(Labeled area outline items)

━━━━━━━━

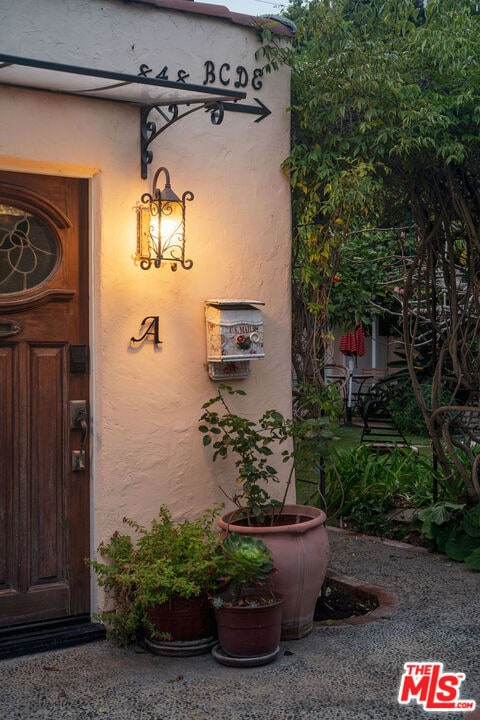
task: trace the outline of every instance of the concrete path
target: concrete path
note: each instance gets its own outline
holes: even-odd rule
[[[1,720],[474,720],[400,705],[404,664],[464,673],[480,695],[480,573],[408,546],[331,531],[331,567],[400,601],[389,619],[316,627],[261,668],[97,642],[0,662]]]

━━━━━━━━

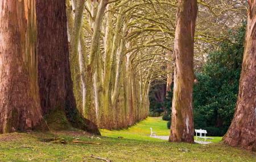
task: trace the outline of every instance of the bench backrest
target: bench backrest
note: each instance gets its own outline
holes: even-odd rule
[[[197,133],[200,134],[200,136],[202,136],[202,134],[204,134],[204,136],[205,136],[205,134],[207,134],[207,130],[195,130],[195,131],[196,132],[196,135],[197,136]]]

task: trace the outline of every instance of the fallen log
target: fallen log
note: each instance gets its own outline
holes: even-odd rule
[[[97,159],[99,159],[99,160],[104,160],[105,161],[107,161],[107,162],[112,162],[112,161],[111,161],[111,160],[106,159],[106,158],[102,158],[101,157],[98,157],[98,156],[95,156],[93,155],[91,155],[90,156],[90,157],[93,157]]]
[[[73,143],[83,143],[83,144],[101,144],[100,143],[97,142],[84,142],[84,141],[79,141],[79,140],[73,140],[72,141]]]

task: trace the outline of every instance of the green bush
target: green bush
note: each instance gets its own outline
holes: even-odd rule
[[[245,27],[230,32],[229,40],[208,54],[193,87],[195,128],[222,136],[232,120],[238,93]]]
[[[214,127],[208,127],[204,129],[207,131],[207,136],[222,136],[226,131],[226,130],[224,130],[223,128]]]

━━━━━━━━

## Exercise
Find every line in the items above that contains the word "green", matching case exactly, and copy each of those lines.

## Answer to this task
task: trace the outline of every instance of the green bush
target: green bush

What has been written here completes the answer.